→ Problem details
Carry on writing the passage about the D" layer at the base of Earth's mantle, beginning right after its last sentence.

→ Selected text
————————
Nevertheless, seismic tomography helped to quantify the properties of the D" layer. It showed that the region differs drastically from the overlying mantle. The fact that the velocity of seismic waves is affected over continent-size areas shows that large-scale structures dominate D". Still, seismic tomography could not explain the causes of this variability in physical properties. Could large, chemically distinct structures exist at the bottom of the mantle, just as continents mark the seismic heterogeneity of Earth's surface? Or are the heterogeneities simply large-scale temperature differences at the base of the mantle?

Reading the Waves
TO ANSWER these questions, one of us (Lay) began in the early 1980s to implement a new method to explore the core-mantle boundary. The idea was to use computer calculations to analyze all the characteristics of the observed seismic wave front, not just the wave velocity, as in the case of seismic tomography. Such waveform analysis is a powerful approach because the technique can resolve structures as small as a few tens of kilometers across instead of those 2,000 kilometers or more in size. The disadvantage is that one can look only at limited parts of the core-mantle boundary. There are not enough earthquakes or other sources of seismic energy to obtain a global picture at such a high level of detail.

The waveform studies suggest that neighboring regions within the D" layer can be more distinct than had once been thought. For example, several research groups studying the core-mantle boundary below northern Siberia found that acoustic velocities vary so radically over short distances that closely spaced seismometers systematically recorded different waveforms. The finding can best be explained by assuming that the heterogeneity in seismic velocities is large in magnitude and occurs over distances smaller than can be resolved, that is, within a few tens of kilometers. Waveform studies can also map the differences in thickness of the D" layer. In many places the top of the D" layer causes an abrupt increase in wave velocity, a process that reflects seismic energy. The reflections have revealed that the thickness of the D" layer varies dramatically. The layer can be so thin as to be undetectable, or it can span as many as 300 kilometers.

Shear velocities of seismic waves with horizontal and vertical directions of vibration differ within the D" layer--which is not the case in the overlying lower mantle. That fact suggests a change in rock texture between the D" region and the overlying mantle. Waveform studies have additionally played an important role in revealing large-scale low-velocity regions in the D" layer beneath the central Pacific and southern Africa. Lianxing Wen of Stony Brook University and Sidao Ni and Donald Helmberger of the California Institute of Technology have mapped out massive provinces at the base of the mantle composed of apparently chemically distinct material with low shear velocity but normal compressional velocity. These regions underlie low shear velocity regions in the central mantle, and geophysicists have postulated that thermal plumes may rise from the margins of these regions.
————————
→ Recorded information

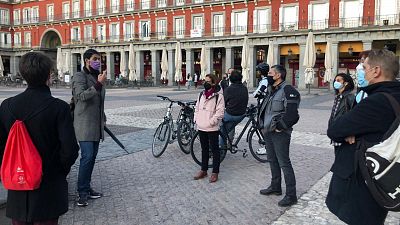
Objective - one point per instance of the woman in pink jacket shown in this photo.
(208, 115)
————————
→ Solved problem
Stanley M. Flatté's group at the University of California at Santa Cruz helped to confirm the great variability of the D" layer. During the mid- to late 1980s, Flatté and his colleagues began to apply new methods of wave analysis to the signals obtained from seismic waves that have been scattered in the deep mantle. Their method relies on a statistical description of how waves propagate through a strongly scattering substance. Such material would be analogous to fog or clouds. Flatté's approach is to observe how the wave front from an earthquake changes shape after traveling through the D" region. An earthquake initially sends out a smooth, spherically expanding wave. But as that wave is refracted and scattered by variations in seismic features, such as the strong heterogeneities near the core-mantle boundary, the front no longer remains smooth. It becomes rippled, or corrugated [see illustration on page 41].

The trick in measuring the degree of wave-front corrugation is a dense array of seismometers. Taking observations from one such collection located in Norway, Flatté has shown that the D" region appears quite murky to seismic waves. It must contain heterogeneous features as small as 10 kilometers in length. The seismological observations thus indicate that the D" region is a heterogeneous layer that laterally varies in thickness.

In contrast to the murkiness of the D" layer, the core-mantle boundary (on which the D" layer rests) appears smooth and sharp. John E. Vidale, now at the University of California at Los Angeles, and Harley Benz of the U.S. Geological Survey have beautifully demonstrated the abruptness of the interface. They used a vast number of seismic recording stations that had been deployed across the western U.S. The array of seismometers generally monitors regional earthquake activity, but Vidale and Benz have employed it to find seismic waves that have bounced off the core-mantle boundary. Remarkably, seismic waves arrived coherently across more than 900 stations in the array. This coherence implies that the core-mantle boundary represents a sharp transition from the mantle to the core, at least for the area measured. The sudden transition reflects as much as 50 percent of the seismic waves and transmits the remainder. Analyses of the reflected and transmitted waves show that the boundary varies in depth by no more than a few kilometers.

The core-mantle boundary appears to be a sharp reflector, less than a few kilometers in thickness. In some regions, however, a thin ultralow-velocity layer (shear velocities reduced by 15 percent or perhaps more) has been observed using waves reflected from or diffracted along the core-mantle boundary. Helmberger and Edward Garnero of Arizona State University first detected these ultralow-velocity patches, which have the properties expected for partially molten regions adjacent to the core-mantle boundary.

Seismic-wave studies have done much to elucidate the D" layer and the core-mantle boundary. But the inaccessibility of the regions has prevented geophysicists from understanding completely how such complicated structures came about.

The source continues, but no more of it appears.